• Goal: Give the lines from the one containing "What element in the above image is the glass" through the final line, both included, as a Markdown table with the columns Row and Line. Leave out any blank lines.
-----
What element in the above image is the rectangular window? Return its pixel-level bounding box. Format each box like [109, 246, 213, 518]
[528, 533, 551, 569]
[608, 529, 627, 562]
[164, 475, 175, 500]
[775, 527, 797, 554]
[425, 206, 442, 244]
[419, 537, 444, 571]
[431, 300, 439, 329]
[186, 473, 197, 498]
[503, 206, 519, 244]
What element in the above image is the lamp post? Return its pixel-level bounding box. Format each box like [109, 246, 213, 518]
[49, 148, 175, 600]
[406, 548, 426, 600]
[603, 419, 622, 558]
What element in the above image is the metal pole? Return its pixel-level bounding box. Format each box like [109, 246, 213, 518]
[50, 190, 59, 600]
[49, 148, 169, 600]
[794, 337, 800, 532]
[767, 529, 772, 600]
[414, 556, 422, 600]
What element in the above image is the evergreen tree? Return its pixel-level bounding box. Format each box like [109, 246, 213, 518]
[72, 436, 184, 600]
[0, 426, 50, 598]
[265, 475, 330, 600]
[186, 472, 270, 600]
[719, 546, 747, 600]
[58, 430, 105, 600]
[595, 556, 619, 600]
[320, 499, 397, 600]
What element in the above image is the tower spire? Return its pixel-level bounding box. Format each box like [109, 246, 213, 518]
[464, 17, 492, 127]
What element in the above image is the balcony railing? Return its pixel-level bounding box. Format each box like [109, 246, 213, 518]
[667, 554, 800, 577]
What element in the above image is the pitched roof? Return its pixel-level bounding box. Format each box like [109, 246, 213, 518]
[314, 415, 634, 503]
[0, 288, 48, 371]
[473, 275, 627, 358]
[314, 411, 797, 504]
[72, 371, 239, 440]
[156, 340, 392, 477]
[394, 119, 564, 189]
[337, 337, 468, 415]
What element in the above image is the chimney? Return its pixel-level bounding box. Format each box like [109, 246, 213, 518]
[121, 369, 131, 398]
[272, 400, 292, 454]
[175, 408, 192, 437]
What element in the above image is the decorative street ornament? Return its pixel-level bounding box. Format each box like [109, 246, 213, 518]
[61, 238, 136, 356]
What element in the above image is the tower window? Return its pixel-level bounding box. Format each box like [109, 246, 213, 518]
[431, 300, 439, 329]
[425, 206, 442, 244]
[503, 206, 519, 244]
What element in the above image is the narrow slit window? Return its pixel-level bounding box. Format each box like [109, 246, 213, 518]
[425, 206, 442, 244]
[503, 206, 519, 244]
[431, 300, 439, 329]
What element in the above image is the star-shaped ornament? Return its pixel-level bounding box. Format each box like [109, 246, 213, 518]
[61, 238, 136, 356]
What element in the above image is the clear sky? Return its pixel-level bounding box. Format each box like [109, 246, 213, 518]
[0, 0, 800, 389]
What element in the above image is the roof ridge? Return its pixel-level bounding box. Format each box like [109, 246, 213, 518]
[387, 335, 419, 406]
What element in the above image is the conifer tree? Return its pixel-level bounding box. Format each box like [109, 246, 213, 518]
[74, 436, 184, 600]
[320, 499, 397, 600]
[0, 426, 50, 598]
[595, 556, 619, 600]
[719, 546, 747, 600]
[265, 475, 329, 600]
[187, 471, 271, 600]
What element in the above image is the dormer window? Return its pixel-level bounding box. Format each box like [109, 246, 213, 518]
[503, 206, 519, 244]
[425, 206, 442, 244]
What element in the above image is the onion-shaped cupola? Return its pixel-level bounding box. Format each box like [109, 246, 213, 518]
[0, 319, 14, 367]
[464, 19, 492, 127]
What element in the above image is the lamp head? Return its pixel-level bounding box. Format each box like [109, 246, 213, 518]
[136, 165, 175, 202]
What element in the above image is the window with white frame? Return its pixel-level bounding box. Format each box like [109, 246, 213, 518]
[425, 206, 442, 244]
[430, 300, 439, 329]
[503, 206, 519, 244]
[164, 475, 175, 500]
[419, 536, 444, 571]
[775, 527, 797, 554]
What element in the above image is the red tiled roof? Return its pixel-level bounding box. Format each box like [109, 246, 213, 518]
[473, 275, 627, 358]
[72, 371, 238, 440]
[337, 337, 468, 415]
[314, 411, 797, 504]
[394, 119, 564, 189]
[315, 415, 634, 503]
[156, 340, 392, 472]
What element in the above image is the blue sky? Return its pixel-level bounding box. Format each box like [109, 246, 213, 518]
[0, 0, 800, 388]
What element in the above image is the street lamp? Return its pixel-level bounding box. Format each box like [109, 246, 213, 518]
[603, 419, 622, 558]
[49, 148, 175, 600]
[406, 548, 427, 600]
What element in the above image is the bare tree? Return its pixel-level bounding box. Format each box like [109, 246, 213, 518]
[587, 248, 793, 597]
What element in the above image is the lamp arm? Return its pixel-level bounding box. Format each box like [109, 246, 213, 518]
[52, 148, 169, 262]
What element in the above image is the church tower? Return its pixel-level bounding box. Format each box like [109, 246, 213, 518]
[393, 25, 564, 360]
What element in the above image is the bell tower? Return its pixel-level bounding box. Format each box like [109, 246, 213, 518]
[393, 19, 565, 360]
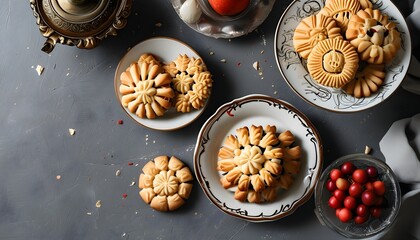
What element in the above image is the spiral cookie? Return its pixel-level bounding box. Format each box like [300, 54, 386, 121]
[320, 0, 360, 33]
[139, 156, 193, 211]
[119, 56, 175, 119]
[164, 54, 213, 113]
[307, 38, 359, 88]
[346, 8, 401, 64]
[343, 64, 385, 98]
[217, 125, 301, 203]
[293, 14, 343, 59]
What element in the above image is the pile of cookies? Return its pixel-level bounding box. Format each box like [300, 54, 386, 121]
[293, 0, 401, 97]
[119, 53, 213, 119]
[217, 125, 301, 203]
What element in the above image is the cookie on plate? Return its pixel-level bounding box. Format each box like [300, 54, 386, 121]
[119, 55, 175, 119]
[320, 0, 361, 33]
[164, 54, 213, 113]
[139, 156, 193, 212]
[293, 14, 343, 59]
[346, 8, 401, 64]
[343, 64, 385, 98]
[217, 125, 301, 203]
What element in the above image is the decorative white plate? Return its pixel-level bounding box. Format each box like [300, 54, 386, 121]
[114, 37, 208, 130]
[194, 95, 323, 222]
[274, 0, 411, 112]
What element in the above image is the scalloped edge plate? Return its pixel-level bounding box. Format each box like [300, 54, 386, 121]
[114, 37, 209, 131]
[274, 0, 411, 112]
[194, 94, 323, 222]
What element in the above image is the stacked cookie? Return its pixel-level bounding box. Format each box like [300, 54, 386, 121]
[293, 0, 401, 97]
[217, 125, 301, 203]
[119, 53, 213, 119]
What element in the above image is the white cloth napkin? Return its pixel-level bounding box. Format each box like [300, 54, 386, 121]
[401, 0, 420, 95]
[379, 114, 420, 184]
[379, 114, 420, 240]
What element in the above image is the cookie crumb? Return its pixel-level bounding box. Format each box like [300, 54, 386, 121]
[69, 128, 76, 136]
[365, 146, 372, 155]
[35, 65, 44, 76]
[252, 61, 260, 71]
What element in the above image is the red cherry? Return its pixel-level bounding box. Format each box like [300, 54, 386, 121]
[370, 207, 382, 218]
[349, 183, 363, 198]
[354, 215, 369, 224]
[338, 208, 353, 223]
[341, 162, 356, 175]
[352, 168, 368, 184]
[333, 189, 347, 201]
[335, 178, 350, 191]
[356, 204, 369, 217]
[330, 168, 343, 181]
[208, 0, 250, 16]
[328, 196, 342, 209]
[373, 180, 385, 196]
[366, 166, 378, 178]
[361, 190, 377, 206]
[325, 179, 337, 192]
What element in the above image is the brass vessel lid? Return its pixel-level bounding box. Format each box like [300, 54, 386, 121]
[30, 0, 132, 53]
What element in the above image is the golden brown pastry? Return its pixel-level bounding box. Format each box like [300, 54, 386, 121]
[293, 14, 343, 59]
[217, 125, 301, 203]
[346, 8, 401, 64]
[119, 58, 175, 119]
[307, 38, 359, 88]
[137, 53, 162, 66]
[139, 156, 193, 211]
[320, 0, 361, 33]
[163, 54, 213, 113]
[343, 64, 385, 98]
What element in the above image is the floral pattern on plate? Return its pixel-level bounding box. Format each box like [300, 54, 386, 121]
[274, 0, 411, 112]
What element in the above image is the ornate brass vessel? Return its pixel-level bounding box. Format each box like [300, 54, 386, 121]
[30, 0, 132, 53]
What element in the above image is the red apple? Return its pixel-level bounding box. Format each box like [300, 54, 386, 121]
[208, 0, 250, 16]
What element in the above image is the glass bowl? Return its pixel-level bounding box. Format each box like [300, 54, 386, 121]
[315, 154, 401, 238]
[170, 0, 275, 38]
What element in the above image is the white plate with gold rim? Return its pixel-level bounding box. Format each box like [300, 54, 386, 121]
[274, 0, 411, 112]
[194, 95, 323, 222]
[114, 37, 209, 131]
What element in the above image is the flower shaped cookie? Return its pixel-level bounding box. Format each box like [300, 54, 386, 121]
[346, 8, 401, 64]
[119, 55, 175, 119]
[217, 125, 301, 203]
[139, 156, 193, 211]
[164, 54, 213, 113]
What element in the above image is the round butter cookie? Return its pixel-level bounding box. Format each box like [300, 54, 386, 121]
-----
• Solution to the exercise:
| Row | Line |
|---|---|
| 1 | What element in the above image is the glass bowl? Return its pixel-level bounding box. Format each box like [300, 54, 386, 121] |
| 2 | [315, 154, 401, 238] |
| 3 | [170, 0, 275, 38] |
| 4 | What element in the above image is the white plate with gold rim? Return its pixel-level bounding box. Format each box like [300, 54, 386, 121] |
| 5 | [274, 0, 411, 112] |
| 6 | [194, 95, 323, 222] |
| 7 | [114, 37, 209, 131] |
| 8 | What element in the above image is the flower shaped cookie? Return its pixel-level bounding box. Format each box like [300, 54, 386, 121] |
| 9 | [346, 8, 401, 64] |
| 10 | [119, 55, 175, 119] |
| 11 | [217, 125, 301, 203] |
| 12 | [139, 156, 193, 211] |
| 13 | [164, 54, 213, 113] |
| 14 | What element in the above image is the round butter cookie? Return its pixel-level bounding box. Format each box like [300, 54, 386, 121] |